Recorded data -
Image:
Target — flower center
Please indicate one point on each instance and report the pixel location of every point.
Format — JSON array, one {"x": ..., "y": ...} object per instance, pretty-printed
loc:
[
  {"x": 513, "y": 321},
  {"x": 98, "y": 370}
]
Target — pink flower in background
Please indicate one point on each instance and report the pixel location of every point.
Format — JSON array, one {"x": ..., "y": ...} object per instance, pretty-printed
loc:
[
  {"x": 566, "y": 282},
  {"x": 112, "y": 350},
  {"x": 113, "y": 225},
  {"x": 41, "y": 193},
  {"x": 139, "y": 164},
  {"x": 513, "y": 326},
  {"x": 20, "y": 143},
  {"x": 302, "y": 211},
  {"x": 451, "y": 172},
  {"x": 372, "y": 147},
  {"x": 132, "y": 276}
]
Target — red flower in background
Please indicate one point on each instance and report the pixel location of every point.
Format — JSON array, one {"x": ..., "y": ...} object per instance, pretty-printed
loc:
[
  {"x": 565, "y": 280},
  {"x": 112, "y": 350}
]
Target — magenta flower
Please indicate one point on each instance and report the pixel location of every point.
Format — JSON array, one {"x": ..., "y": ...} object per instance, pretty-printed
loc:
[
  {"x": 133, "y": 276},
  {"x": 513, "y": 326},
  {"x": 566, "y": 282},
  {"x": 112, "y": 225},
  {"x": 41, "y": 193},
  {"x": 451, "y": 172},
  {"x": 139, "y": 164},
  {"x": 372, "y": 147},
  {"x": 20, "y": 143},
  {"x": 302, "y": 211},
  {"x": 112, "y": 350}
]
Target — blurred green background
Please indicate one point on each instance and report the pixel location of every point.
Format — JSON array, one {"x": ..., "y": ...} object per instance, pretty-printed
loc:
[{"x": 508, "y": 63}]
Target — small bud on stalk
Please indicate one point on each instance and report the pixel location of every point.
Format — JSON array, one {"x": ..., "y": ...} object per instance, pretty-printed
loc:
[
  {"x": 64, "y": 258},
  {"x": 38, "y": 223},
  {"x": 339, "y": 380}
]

What you should do - Locate the line that contains "Target — blurred green background". Repeat it and every line after it, up to and including the final line, exactly.

Result below -
Target — blurred green background
Please indicate one point on each instance and report the pixel location of every point.
Format — JSON array, one {"x": ..., "y": ...} object per instance, pretty-printed
loc:
[{"x": 508, "y": 63}]
Target — small bud on stalk
Please indicate one point on each instance and report the pixel location of every point.
Format — JSON array, one {"x": ..., "y": ...} object per instance, pretty-printed
loc:
[
  {"x": 64, "y": 258},
  {"x": 38, "y": 223},
  {"x": 339, "y": 380}
]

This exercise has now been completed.